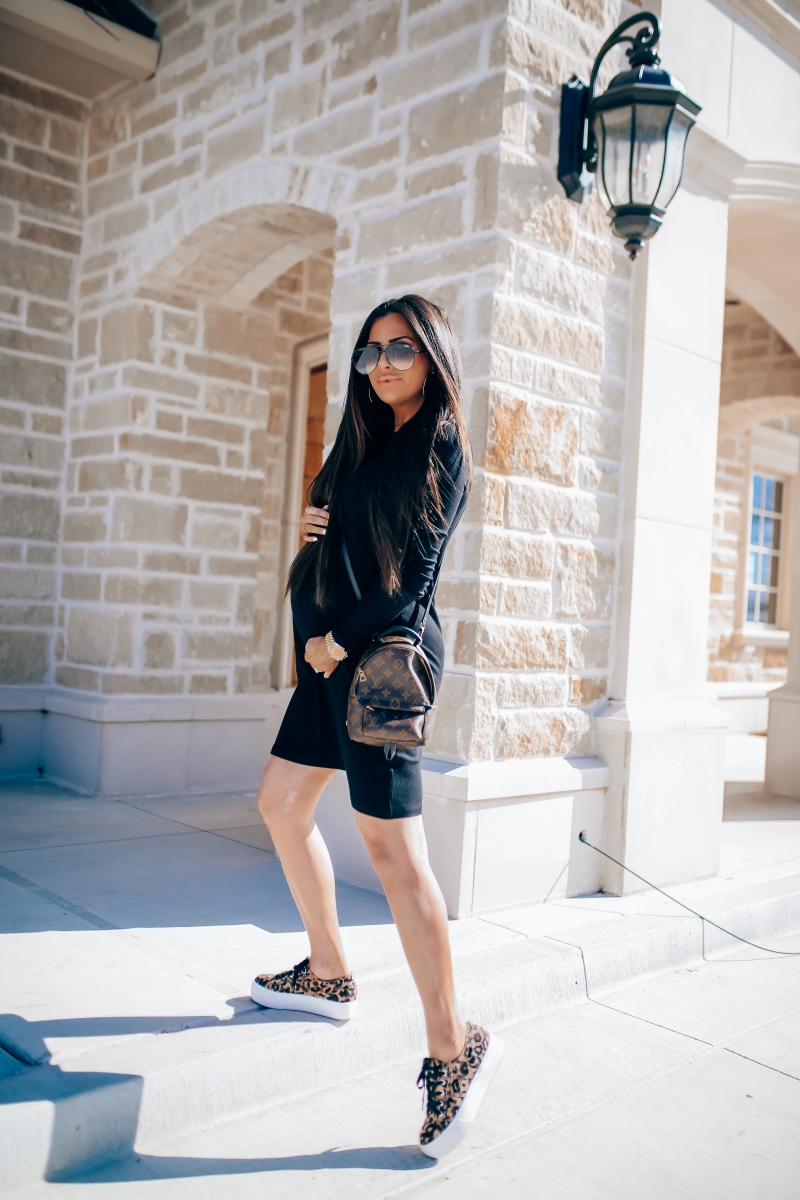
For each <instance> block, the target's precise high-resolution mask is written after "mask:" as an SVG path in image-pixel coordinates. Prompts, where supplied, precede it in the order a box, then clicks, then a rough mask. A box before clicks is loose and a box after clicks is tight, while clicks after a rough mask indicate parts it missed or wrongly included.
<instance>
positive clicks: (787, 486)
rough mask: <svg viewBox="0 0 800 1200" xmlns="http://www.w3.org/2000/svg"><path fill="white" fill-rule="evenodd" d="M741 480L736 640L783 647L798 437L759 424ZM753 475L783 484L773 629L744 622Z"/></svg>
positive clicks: (788, 590)
mask: <svg viewBox="0 0 800 1200" xmlns="http://www.w3.org/2000/svg"><path fill="white" fill-rule="evenodd" d="M748 440H750V446H748V454H747V462H746V470H745V478H744V480H742V505H741V530H740V546H739V586H738V588H736V619H735V624H736V629H735V632H736V636H738V638H739V640H740V641H742V642H745V643H748V644H751V646H786V644H787V643H788V640H789V622H790V606H792V570H793V562H792V558H793V553H792V552H793V546H794V511H795V502H796V487H798V438H796V436H795V434H792V433H787V432H784V431H783V430H776V428H772V427H771V426H760V428H757V430H753V432H752V433H751V436H750V439H748ZM753 475H769V476H770V478H771V479H777V480H780V481H781V482H782V484H783V511H782V514H781V523H782V529H781V550H780V568H778V582H777V592H778V596H777V613H776V617H777V620H776V624H775V625H765V624H760V623H759V622H748V620H747V592H748V583H747V566H748V554H750V533H751V521H752V512H753V499H752V498H753Z"/></svg>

Aim of the task => Update the listing above by replacing every "rough mask" with "coarse mask" and leaving all else unchanged. Leave the picture out of your answer.

Your solution =>
For each <instance> block, the target's precise high-resolution mask is written after "mask:" as an SVG path in image-pixel coordinates. Prompts, where supplied, precede it in the order a box, then clicks, then a coarse mask. A box before clicks is loose and a box after clicks is tight, while clicks after a coarse mask indicate parts it missed or wrongly included.
<instance>
positive clicks: (787, 486)
coarse mask: <svg viewBox="0 0 800 1200" xmlns="http://www.w3.org/2000/svg"><path fill="white" fill-rule="evenodd" d="M741 480L736 640L783 647L798 437L759 424ZM753 475L783 484L773 629L744 622Z"/></svg>
positive clicks: (788, 590)
mask: <svg viewBox="0 0 800 1200" xmlns="http://www.w3.org/2000/svg"><path fill="white" fill-rule="evenodd" d="M748 440H750V446H748V454H747V462H746V470H745V478H744V480H742V505H741V530H740V546H739V586H738V588H736V619H735V624H736V629H735V632H736V636H738V638H739V640H740V641H742V642H745V643H748V644H751V646H786V644H787V643H788V640H789V622H790V606H792V570H793V562H792V558H793V553H792V552H793V546H794V511H795V502H796V487H798V438H796V436H795V434H792V433H787V432H784V431H783V430H776V428H772V427H771V426H760V428H757V430H753V432H752V433H751V436H750V439H748ZM753 475H769V476H770V478H771V479H777V480H780V481H781V482H782V484H783V511H782V514H781V523H782V529H781V550H780V568H778V582H777V592H778V596H777V613H776V617H777V620H776V624H775V625H765V624H760V623H759V622H748V620H747V592H748V583H747V566H748V554H750V533H751V521H752V512H753V499H752V498H753Z"/></svg>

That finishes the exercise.